Prompt: In the data below, find the line containing "target: statue figure", then set down that line and every later line up to and including the line containing "task | indicate the sandy", exactly.

►

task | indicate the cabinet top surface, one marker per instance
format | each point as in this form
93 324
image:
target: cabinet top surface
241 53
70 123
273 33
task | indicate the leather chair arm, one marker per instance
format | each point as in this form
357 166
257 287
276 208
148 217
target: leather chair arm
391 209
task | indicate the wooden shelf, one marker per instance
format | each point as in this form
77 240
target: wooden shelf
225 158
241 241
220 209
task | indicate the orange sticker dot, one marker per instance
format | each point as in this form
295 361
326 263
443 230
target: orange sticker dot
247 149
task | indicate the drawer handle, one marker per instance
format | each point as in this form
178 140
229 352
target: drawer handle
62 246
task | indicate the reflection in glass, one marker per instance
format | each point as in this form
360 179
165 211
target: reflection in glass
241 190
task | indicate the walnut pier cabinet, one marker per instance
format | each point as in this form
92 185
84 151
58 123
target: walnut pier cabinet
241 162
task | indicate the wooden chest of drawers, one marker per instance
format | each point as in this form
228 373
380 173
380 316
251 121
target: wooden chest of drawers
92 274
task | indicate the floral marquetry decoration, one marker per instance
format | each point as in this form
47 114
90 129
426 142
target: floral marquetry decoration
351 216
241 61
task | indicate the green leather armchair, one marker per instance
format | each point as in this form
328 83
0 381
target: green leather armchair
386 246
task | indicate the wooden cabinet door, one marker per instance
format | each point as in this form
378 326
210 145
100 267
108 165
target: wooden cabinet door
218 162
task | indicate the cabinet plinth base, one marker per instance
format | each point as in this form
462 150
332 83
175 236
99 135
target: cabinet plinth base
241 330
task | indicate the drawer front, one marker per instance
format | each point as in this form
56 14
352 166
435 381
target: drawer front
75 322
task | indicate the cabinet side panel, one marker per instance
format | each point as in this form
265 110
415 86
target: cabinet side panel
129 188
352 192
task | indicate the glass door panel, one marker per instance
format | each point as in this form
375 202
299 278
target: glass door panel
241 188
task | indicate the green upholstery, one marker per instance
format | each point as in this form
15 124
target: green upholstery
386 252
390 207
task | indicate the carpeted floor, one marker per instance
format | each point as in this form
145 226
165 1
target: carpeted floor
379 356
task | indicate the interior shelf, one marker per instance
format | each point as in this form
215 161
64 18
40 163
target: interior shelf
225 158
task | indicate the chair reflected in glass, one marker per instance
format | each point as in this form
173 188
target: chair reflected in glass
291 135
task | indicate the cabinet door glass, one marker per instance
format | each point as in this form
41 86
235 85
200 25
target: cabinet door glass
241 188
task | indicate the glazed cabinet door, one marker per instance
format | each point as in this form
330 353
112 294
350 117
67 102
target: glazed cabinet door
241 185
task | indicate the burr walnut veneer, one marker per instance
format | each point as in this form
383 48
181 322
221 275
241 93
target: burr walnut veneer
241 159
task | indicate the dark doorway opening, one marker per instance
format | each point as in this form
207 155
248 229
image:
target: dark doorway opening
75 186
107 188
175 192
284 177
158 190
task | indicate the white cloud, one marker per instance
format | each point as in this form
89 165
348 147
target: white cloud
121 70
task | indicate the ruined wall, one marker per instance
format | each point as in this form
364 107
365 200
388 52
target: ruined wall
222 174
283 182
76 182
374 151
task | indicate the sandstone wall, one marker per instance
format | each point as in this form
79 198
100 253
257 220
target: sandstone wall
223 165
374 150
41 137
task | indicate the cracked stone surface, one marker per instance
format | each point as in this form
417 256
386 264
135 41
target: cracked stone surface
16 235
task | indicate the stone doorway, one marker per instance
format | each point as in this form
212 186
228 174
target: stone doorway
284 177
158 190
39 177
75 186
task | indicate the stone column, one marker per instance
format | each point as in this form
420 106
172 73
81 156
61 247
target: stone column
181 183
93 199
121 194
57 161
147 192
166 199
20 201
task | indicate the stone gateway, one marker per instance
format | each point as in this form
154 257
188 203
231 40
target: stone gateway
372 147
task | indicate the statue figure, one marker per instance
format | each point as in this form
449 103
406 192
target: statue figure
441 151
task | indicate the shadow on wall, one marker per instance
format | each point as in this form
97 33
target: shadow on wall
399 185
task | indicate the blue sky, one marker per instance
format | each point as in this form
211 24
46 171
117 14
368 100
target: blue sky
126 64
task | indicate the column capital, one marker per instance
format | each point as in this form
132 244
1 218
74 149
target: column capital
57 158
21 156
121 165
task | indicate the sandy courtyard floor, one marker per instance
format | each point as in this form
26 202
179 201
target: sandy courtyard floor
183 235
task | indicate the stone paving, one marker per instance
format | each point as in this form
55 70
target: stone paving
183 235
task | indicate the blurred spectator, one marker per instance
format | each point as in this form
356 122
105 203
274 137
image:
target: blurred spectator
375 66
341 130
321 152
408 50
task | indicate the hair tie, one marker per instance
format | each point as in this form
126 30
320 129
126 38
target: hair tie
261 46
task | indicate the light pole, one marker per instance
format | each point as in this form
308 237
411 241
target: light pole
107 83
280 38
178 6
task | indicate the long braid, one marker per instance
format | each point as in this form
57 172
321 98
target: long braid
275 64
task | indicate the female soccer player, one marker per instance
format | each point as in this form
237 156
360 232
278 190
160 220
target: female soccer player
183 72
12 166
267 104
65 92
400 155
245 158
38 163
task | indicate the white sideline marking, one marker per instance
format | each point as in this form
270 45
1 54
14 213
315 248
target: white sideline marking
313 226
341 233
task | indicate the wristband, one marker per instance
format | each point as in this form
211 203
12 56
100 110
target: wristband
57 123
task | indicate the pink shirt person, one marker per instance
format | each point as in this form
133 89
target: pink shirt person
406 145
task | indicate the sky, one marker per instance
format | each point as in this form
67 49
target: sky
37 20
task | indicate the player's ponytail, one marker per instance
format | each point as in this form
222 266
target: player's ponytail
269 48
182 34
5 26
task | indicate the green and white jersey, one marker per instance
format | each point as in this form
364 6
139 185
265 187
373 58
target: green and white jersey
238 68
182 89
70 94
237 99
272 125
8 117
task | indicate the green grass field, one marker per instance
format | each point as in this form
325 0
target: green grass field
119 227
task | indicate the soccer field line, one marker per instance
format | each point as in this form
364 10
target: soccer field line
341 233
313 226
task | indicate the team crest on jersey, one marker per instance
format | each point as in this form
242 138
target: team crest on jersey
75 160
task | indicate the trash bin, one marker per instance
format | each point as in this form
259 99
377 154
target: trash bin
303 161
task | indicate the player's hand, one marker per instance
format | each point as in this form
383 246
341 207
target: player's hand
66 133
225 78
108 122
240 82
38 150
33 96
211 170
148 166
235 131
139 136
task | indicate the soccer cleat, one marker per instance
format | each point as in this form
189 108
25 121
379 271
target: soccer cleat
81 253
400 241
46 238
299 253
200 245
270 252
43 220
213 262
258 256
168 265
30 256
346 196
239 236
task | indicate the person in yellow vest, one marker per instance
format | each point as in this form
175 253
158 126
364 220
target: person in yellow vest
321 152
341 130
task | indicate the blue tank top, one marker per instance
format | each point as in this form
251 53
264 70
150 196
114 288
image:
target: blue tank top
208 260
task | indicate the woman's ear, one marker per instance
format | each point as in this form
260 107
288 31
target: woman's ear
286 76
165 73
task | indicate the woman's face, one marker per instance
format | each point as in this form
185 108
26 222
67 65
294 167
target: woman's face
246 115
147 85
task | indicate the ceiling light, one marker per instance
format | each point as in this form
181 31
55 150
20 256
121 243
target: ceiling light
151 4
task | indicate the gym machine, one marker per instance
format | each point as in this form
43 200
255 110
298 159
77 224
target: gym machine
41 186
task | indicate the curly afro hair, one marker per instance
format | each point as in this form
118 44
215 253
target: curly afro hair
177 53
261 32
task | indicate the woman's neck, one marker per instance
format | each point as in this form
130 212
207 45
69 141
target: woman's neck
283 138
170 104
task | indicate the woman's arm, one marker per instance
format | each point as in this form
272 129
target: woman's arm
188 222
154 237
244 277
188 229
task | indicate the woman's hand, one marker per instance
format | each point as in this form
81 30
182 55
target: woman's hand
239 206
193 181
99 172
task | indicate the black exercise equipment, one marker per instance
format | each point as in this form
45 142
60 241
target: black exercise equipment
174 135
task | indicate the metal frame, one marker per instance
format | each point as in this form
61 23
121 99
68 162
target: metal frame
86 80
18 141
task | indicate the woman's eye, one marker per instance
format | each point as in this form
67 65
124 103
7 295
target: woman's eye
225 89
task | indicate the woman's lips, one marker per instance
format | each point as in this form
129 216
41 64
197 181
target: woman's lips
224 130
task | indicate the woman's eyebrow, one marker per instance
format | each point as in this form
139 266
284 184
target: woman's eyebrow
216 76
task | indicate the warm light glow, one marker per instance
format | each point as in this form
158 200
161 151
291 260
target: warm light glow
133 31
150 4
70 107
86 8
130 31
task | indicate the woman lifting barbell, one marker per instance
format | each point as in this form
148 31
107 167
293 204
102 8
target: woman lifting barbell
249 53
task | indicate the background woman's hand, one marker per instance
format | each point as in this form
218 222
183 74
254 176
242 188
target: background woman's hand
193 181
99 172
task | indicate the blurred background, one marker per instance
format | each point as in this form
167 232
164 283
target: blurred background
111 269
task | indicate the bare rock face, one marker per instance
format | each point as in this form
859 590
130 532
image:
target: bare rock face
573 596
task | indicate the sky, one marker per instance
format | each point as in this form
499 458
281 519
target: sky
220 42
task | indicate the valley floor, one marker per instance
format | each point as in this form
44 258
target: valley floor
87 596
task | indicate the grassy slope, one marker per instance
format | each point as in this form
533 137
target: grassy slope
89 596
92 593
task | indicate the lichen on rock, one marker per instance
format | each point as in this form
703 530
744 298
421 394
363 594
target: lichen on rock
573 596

◄

Result of the exercise:
target: statue figure
441 151
task | indicate the shadow on wall, one marker per instance
format | each point as in this form
97 33
target: shadow on wall
399 185
task | indicate the blue sky, one marker per instance
format | each point as in this form
211 24
46 171
117 14
368 100
target: blue sky
126 64
task | indicate the column capital, one marker per instance
format | each point as in this form
132 244
1 218
74 149
target: column capital
57 158
21 156
121 165
task | indicate the sandy courtyard floor, one marker per instance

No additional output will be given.